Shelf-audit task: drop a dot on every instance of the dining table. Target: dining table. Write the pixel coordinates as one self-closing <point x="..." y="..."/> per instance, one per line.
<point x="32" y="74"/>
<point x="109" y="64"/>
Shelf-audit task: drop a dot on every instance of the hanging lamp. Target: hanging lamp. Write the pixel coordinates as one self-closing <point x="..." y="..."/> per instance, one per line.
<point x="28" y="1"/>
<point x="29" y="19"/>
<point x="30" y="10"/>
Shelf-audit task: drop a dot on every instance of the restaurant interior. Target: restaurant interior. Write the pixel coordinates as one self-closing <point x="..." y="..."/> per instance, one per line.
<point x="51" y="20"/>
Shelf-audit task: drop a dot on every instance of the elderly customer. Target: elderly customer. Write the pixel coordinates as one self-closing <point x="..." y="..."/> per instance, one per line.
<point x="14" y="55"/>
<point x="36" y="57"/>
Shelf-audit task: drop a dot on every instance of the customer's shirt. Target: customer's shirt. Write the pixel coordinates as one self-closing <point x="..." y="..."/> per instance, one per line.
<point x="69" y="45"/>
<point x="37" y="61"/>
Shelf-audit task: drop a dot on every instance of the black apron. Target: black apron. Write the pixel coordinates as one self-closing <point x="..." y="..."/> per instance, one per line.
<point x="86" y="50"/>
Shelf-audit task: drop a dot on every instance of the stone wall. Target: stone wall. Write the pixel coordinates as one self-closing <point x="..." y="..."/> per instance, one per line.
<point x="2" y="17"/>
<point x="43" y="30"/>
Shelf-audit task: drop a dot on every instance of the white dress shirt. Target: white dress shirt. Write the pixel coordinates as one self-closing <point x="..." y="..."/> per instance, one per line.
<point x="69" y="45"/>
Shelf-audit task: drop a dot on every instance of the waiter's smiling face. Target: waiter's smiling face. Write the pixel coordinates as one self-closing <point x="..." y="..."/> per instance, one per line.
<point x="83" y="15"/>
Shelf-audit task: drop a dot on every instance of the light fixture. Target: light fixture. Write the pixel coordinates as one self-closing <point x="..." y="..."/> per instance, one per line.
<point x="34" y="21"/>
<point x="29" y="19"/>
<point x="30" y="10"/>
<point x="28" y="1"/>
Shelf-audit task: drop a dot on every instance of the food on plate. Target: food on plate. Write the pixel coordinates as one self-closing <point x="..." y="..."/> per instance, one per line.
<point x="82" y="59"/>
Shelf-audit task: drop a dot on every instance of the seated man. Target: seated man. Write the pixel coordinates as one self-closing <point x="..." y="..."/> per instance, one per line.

- **Task statement**: Every line above is to be transcribed exactly, with nothing dropped.

- **Response to the task**:
Shelf-audit task: drop a dot on every instance of the dining table. Target: dining table. Write the pixel coordinates as one self-closing <point x="..." y="..."/> per instance, one per line.
<point x="32" y="74"/>
<point x="109" y="64"/>
Shelf-audit task: drop a dot on every instance of the hanging lamp. Target: hanging lamp. Write the pixel coordinates as one self-closing <point x="..." y="..."/> per instance, one per line.
<point x="28" y="1"/>
<point x="29" y="19"/>
<point x="30" y="10"/>
Shelf-audit task: drop a dot on every instance of the restaurant interior. Target: restaurant interior. Write the pixel coordinates as one self-closing <point x="..." y="..."/> per instance, one per line.
<point x="51" y="20"/>
Shelf-audit task: drop a dot on every instance of the elderly customer. Target: elderly customer. Write the pixel coordinates as one self-closing <point x="..." y="..."/> per instance, one per line.
<point x="14" y="55"/>
<point x="36" y="57"/>
Shelf-audit task: drop a dot on every instance of the customer's shirt. Target: customer's shirt. Write the pixel coordinates as one self-closing <point x="..." y="..."/> per instance, one per line.
<point x="69" y="45"/>
<point x="37" y="61"/>
Shelf-audit task: drop a dot on every instance of the black apron. Target: black apron. Write the pixel coordinates as one self-closing <point x="..." y="..."/> per instance, one per line.
<point x="86" y="50"/>
Shelf-audit task: drop a dot on every instance of the stone wall. Target: stone wall. Write the pixel coordinates as one self-closing <point x="..." y="..."/> per instance, one per line.
<point x="2" y="17"/>
<point x="43" y="30"/>
Shelf-audit task: drop a dot on every instance of the white dress shirt. Target: white dress shirt. Write the pixel coordinates as one self-closing <point x="..." y="..."/> per instance, one per line.
<point x="69" y="45"/>
Shelf-audit task: drop a dot on every instance of the waiter's smiling face. Target: waiter's smiling face. Write the pixel coordinates as one self-closing <point x="..." y="..."/> per instance, one per line.
<point x="83" y="15"/>
Shelf-audit task: drop a dot on every instance of the light fixture. Target: light fixture. Write the pixel coordinates as one self-closing <point x="..." y="..."/> per instance, one per line.
<point x="34" y="21"/>
<point x="29" y="19"/>
<point x="30" y="10"/>
<point x="28" y="1"/>
Shelf-audit task: drop a dot on every instance of the food on plate. Target: food on plate. Write the pixel coordinates as one self-closing <point x="..." y="..."/> per instance, one per line.
<point x="82" y="59"/>
Shelf-audit task: drop a dot on every instance of the seated man. Target: seated man. Write the pixel coordinates as one self-closing <point x="..." y="..."/> per instance, one per line.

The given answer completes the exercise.